→ Aim of the task
Word for word, the listing below should be printed again.

→ Input data
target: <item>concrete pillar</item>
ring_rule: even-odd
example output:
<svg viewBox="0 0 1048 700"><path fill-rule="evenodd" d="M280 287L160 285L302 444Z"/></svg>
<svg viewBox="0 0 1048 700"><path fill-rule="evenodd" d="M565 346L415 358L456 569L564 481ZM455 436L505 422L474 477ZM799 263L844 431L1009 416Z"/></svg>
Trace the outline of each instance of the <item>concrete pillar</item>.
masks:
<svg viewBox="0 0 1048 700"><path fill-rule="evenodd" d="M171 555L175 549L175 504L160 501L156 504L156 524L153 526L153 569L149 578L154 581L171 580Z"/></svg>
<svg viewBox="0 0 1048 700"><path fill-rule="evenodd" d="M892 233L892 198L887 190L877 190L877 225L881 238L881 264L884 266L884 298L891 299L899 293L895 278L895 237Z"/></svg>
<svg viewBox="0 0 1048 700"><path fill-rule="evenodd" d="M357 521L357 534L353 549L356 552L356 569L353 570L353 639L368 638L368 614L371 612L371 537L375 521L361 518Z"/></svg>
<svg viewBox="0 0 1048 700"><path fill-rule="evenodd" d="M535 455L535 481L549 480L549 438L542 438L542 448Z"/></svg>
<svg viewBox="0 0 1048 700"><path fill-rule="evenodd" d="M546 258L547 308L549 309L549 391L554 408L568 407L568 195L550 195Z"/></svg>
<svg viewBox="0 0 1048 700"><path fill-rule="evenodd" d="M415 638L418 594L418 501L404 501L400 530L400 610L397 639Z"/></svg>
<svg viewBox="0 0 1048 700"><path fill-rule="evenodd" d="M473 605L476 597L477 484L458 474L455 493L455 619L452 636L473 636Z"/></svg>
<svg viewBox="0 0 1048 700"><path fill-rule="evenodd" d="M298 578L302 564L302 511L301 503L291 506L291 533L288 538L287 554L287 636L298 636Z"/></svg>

→ Solution to this task
target: <item>concrete pillar</item>
ring_rule: even-odd
example output:
<svg viewBox="0 0 1048 700"><path fill-rule="evenodd" d="M280 287L160 285L302 444Z"/></svg>
<svg viewBox="0 0 1048 700"><path fill-rule="evenodd" d="M565 346L415 358L456 569L564 481ZM455 436L505 422L474 477ZM799 263L844 431L1009 416Z"/></svg>
Trace the outline of each instance of the <item>concrete pillar</item>.
masks:
<svg viewBox="0 0 1048 700"><path fill-rule="evenodd" d="M171 555L175 549L175 504L160 501L156 504L156 524L153 526L153 569L149 578L154 581L171 580Z"/></svg>
<svg viewBox="0 0 1048 700"><path fill-rule="evenodd" d="M892 233L892 198L887 190L877 190L877 225L881 238L881 264L884 266L884 298L891 299L899 293L895 278L895 237Z"/></svg>
<svg viewBox="0 0 1048 700"><path fill-rule="evenodd" d="M357 521L357 534L353 549L356 552L356 569L353 570L353 639L368 638L368 614L371 612L371 537L375 521L361 518Z"/></svg>
<svg viewBox="0 0 1048 700"><path fill-rule="evenodd" d="M535 455L535 481L549 480L549 438L542 438L542 448Z"/></svg>
<svg viewBox="0 0 1048 700"><path fill-rule="evenodd" d="M546 258L547 308L549 309L549 391L554 408L568 407L568 195L550 195Z"/></svg>
<svg viewBox="0 0 1048 700"><path fill-rule="evenodd" d="M415 638L418 594L418 501L404 501L400 530L400 610L397 639Z"/></svg>
<svg viewBox="0 0 1048 700"><path fill-rule="evenodd" d="M473 605L476 597L477 484L458 474L455 493L455 619L452 636L473 636Z"/></svg>
<svg viewBox="0 0 1048 700"><path fill-rule="evenodd" d="M298 578L302 564L302 511L301 503L291 506L291 533L288 538L287 554L287 636L298 636Z"/></svg>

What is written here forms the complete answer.